*ТЕКСТ*:
# # #

Здесь, в чухломской глуши, «в захолустной деревушке, в тёмном и холодном флигелишке» созревают замыслы лучших произведений Писемского. А между тем интерес к его творчеству растёт. Имя его становится известным в литературном мире. Завязывается переписка с Панаевым и Некрасовым. «Современник» публикует в начале 1850-х годов его роман «Богатый жених», комедию «Раздел», рассказы «Леший» и «Фанфарон». В них поднимается ещё не освоенный литературою жизненный пласт: бьёт в глаза русская мещанская жизнь. Писемского сравнивают с Гоголем. Но в то же время замечают, что даже смех у него иной. Он грубоват, и грубоват именно потому, что более демократичен. П. В. Анненков, сравнивая юмор Писемского с весёлостью римских комедий, замечал, тем не менее, что он напоминает «наши простонародные переделки разных площадных шуток».
За чиновником Писемским укрепляется слава литератора, и жизнь в стороне от большого света начинает тяготить его. Да и время наступает другое: приближается «либеральная весна». Приходит и для Писемского пора, когда, по выражению Тургенева, «счастливых тянет в даль». В конце 1854 года он появляется в Петербурге, начинает сотрудничать с редакцией «Современника», печатает лучшие свои произведения: «Очерки из крестьянского быта», роман «Тысяча душ» и драму «Горькая судьбина».
Петербургский период жизни и творчества
Трезвый скептицизм, недоверие к высоким словам, грубоватый и солоноватый юмор, точное и бесстрастное изображение жизни без желания поучать читателя – эти черты писательского таланта Писемского определяют его неповторимый облик в кругу русских писателей-классиков. Н. С. Лесков высоко оценивал его как уникального знатока русской провинциальной жизни, но в то же время поражался односторонностью его писательского дара, сконцентрированного на изображении лишь тёмных её сторон. С нескрываемой иронией над мнительностью и скептицизмом Писемского Лесков так писал о нём: «При мне в сорок восьмой раз умирал один большой русский писатель. Он и теперь живёт, как жил после сорока семи своих прежних кончин, наблюдавшихся другими людьми и при другой обстановке.
При мне он лежал, одинок во всю ширь необъятного дивана и приготовлялся диктовать мне своё завещание, но вместо того начал браниться,
Я могу без застенчивости рассказать, как это было и к каким повело последствиям.
Смерть писателю угрожала по вине театрально-литературного комитета, который в эту пору бестрепетною рукою убивал его пьесу. Ни в одной аптеке не могло быть никакого лекарства против мучительных болей, причинённых этим авторскому здоровью.

# # #

*УПРАЖНЕНИЕ*:
Перепишите без изменений фрагмент текста о Писемском от слов «При мне он лежал, одинок» до слов «каким повело последствиям.».

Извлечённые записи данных
# # #

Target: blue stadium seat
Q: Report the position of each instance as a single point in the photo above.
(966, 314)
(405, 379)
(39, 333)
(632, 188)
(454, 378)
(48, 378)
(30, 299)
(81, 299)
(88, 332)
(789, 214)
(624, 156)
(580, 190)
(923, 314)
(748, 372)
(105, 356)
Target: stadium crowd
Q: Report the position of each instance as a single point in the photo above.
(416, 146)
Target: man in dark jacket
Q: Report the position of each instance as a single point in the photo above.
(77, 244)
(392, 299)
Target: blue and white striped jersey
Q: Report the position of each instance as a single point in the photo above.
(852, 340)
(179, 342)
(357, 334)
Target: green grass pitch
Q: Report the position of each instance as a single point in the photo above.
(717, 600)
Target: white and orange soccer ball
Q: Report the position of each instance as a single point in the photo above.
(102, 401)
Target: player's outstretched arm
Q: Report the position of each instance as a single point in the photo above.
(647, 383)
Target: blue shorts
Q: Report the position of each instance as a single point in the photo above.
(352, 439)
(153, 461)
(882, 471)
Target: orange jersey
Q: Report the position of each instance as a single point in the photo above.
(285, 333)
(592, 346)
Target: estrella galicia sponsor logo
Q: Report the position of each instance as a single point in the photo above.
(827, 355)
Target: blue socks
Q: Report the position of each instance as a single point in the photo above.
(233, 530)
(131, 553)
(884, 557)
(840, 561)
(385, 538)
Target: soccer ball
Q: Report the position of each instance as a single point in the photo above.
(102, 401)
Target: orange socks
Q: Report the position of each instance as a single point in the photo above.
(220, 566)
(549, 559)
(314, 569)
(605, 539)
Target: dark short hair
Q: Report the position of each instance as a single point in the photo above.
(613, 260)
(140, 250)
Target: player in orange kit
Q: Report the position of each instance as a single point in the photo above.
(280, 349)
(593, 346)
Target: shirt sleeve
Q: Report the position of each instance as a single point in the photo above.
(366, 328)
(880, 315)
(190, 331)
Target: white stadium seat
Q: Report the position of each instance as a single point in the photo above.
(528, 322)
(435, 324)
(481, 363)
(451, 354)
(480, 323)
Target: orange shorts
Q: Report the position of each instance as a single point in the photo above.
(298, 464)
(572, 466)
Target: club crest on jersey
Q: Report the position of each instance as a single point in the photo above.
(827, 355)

# # #

*РЕШЕНИЕ ЗАДАНИЯ*:
При мне он лежал, одинок во всю ширь необъятного дивана и приготовлялся диктовать мне своё завещание, но вместо того начал браниться,
Я могу без застенчивости рассказать, как это было и к каким повело последствиям.